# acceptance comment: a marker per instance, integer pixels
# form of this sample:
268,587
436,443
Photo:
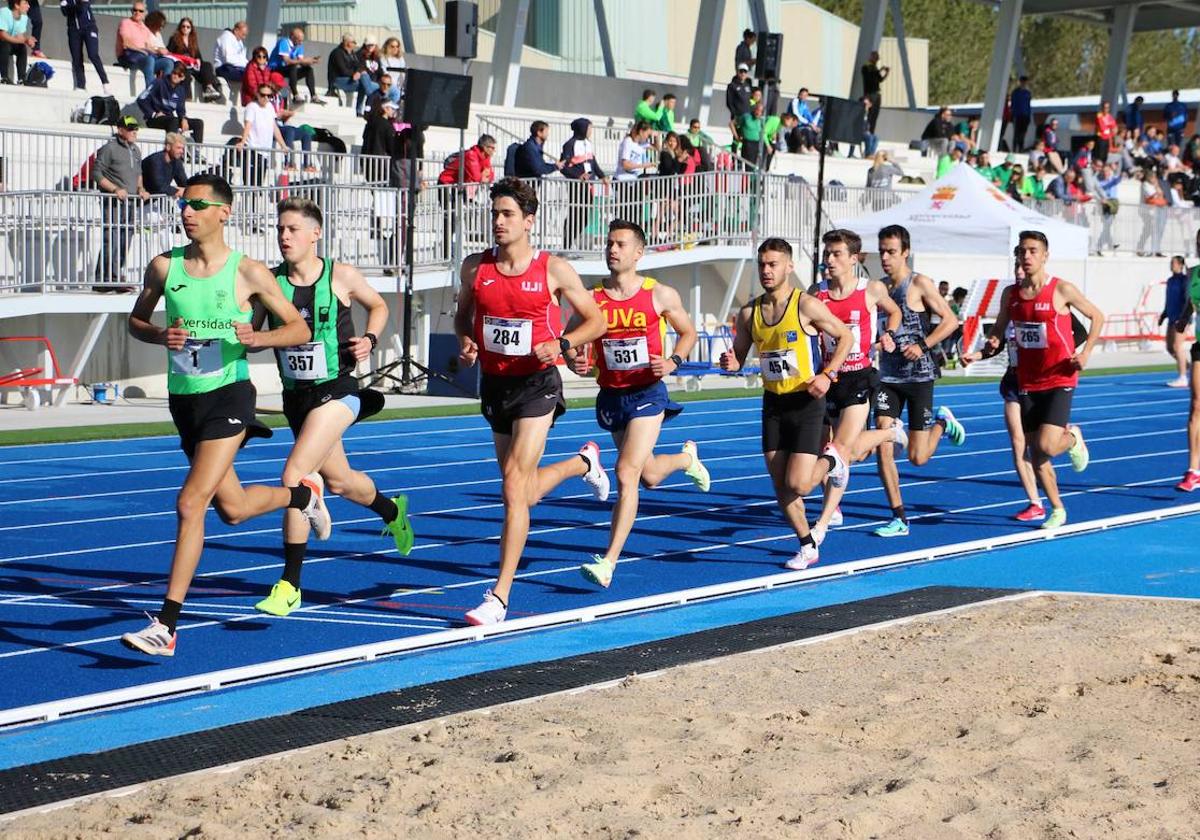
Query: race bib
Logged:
305,361
1031,335
625,354
199,358
508,336
778,365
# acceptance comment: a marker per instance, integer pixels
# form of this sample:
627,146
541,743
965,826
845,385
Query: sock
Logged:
169,613
384,507
293,558
301,497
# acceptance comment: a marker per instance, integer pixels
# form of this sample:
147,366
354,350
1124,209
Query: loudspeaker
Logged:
435,99
844,119
769,57
462,29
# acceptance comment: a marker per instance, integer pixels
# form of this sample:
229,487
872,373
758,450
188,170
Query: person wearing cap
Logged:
118,174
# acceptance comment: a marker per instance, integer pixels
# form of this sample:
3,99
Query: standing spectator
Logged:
737,94
82,33
1105,130
531,161
162,173
1176,115
1023,112
744,53
185,43
118,174
288,58
163,105
15,40
229,54
873,83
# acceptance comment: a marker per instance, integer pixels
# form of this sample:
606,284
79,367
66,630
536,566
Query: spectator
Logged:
229,54
118,174
82,33
873,83
288,59
1023,112
347,73
531,161
163,105
744,54
737,94
162,173
1176,115
15,40
185,46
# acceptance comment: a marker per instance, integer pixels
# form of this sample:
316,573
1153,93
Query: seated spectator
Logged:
163,105
162,173
229,54
16,40
347,73
185,46
289,60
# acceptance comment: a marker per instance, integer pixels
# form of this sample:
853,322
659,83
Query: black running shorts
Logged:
223,413
792,423
507,399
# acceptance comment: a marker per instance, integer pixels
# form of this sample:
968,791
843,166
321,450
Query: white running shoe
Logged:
317,513
839,477
805,557
154,640
595,478
491,611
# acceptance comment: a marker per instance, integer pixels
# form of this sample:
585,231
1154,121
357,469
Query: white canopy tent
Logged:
964,214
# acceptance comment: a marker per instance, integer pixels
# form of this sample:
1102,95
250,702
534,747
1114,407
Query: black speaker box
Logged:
462,29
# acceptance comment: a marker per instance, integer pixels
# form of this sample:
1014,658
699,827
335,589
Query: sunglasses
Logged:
198,203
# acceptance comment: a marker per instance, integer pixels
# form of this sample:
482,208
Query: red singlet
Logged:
859,317
635,331
1044,341
514,313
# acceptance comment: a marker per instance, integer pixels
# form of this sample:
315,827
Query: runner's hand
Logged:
177,336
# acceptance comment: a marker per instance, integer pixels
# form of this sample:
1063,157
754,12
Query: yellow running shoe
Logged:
283,599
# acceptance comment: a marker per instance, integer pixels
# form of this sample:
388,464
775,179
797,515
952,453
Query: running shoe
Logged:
1057,519
317,513
1035,513
599,570
897,527
595,478
491,611
154,640
1078,451
400,528
696,471
283,599
954,430
805,557
839,477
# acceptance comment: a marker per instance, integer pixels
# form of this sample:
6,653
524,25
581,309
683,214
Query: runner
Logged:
321,394
509,319
1048,363
785,324
849,402
907,373
633,402
209,291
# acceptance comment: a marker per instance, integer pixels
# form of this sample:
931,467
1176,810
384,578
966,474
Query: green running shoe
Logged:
400,528
599,571
1057,519
283,599
696,471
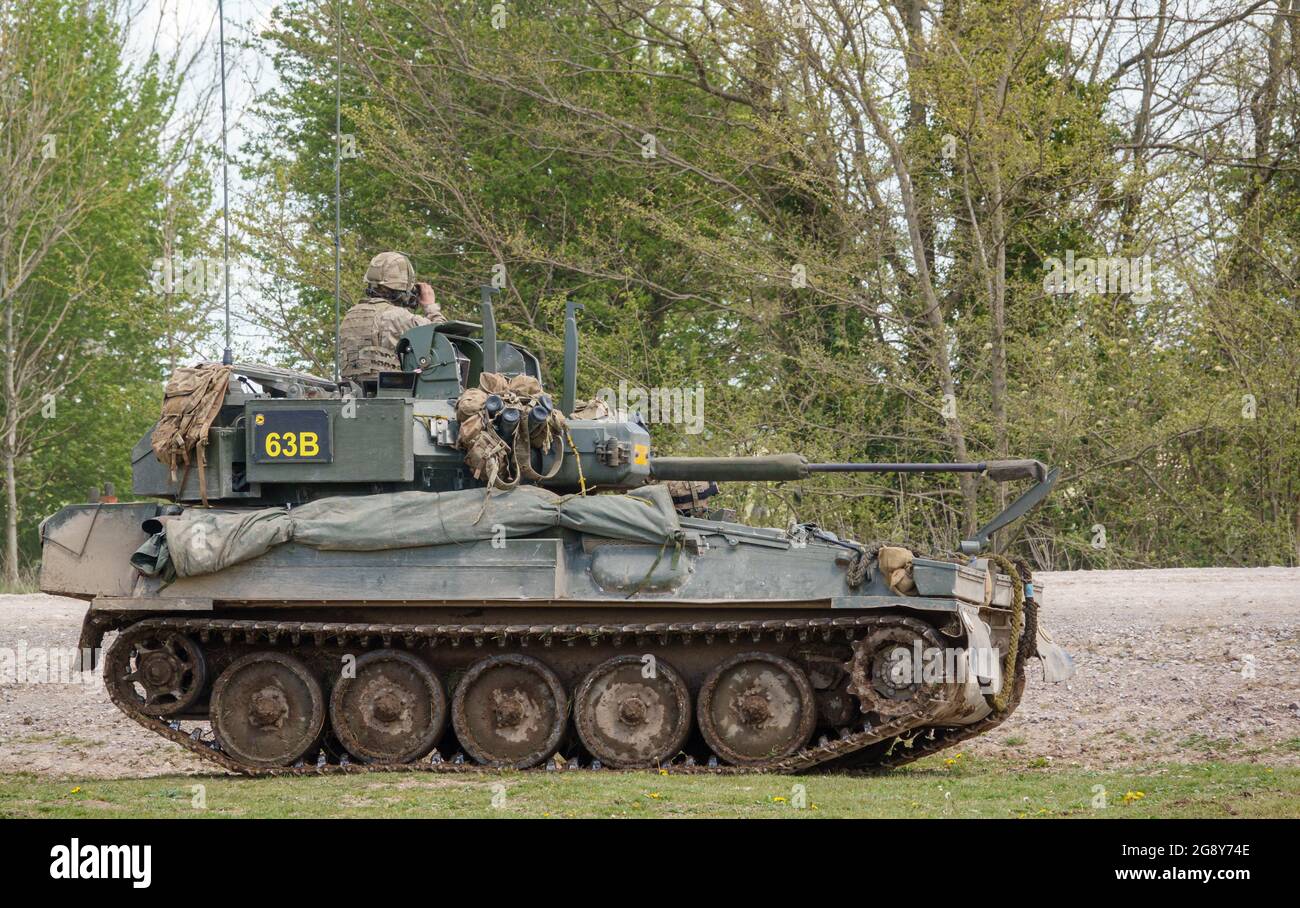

────────

_WHAT YOU HAVE TO DO_. Pull out each line of the rows above that contains the word "black". Case counts.

_TASK RESPONSE_.
Query: black running shorts
Query: black speaker box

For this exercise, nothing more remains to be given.